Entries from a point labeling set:

>>>

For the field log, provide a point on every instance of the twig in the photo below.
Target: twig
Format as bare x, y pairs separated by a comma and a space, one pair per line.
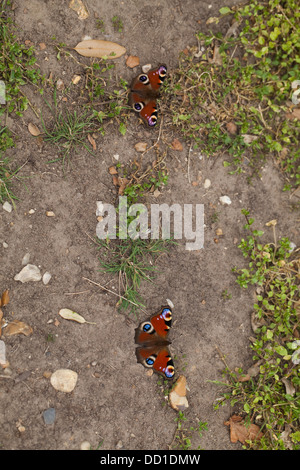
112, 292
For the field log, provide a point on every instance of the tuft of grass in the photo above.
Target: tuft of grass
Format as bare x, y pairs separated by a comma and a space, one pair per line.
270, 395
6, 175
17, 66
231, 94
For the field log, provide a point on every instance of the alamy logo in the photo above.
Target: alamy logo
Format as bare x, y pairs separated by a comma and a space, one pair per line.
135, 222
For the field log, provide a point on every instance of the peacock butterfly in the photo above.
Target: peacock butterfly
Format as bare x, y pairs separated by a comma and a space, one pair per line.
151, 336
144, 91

<<<
>>>

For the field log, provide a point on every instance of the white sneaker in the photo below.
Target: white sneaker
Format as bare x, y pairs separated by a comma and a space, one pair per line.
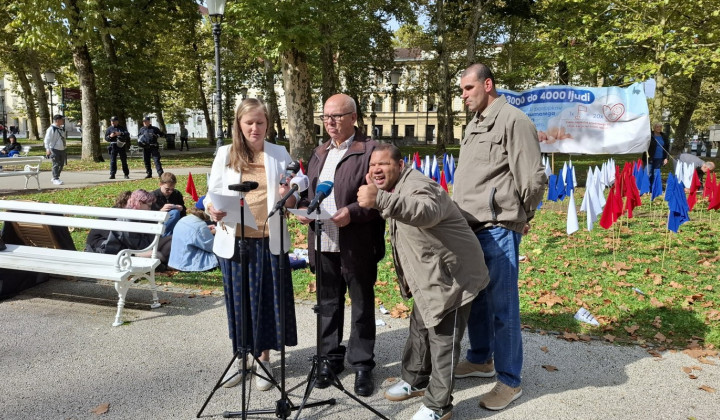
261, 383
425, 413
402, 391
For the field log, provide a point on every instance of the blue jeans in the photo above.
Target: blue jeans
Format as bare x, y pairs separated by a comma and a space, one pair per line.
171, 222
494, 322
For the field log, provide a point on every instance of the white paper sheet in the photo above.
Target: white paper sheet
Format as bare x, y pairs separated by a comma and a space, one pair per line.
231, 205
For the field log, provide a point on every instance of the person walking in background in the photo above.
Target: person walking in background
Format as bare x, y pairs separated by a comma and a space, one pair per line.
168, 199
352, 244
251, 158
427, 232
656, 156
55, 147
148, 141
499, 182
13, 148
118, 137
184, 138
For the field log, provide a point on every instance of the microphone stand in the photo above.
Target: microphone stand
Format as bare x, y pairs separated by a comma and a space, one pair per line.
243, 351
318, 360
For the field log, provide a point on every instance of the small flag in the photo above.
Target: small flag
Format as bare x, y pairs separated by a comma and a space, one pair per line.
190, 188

<<<

» Given instruction: Select each line of the entries above that contains the string "blue". Case matters.

» Output:
For the field log, provide a point on every instance of the blue jeans in the photo above.
Target: blue jeans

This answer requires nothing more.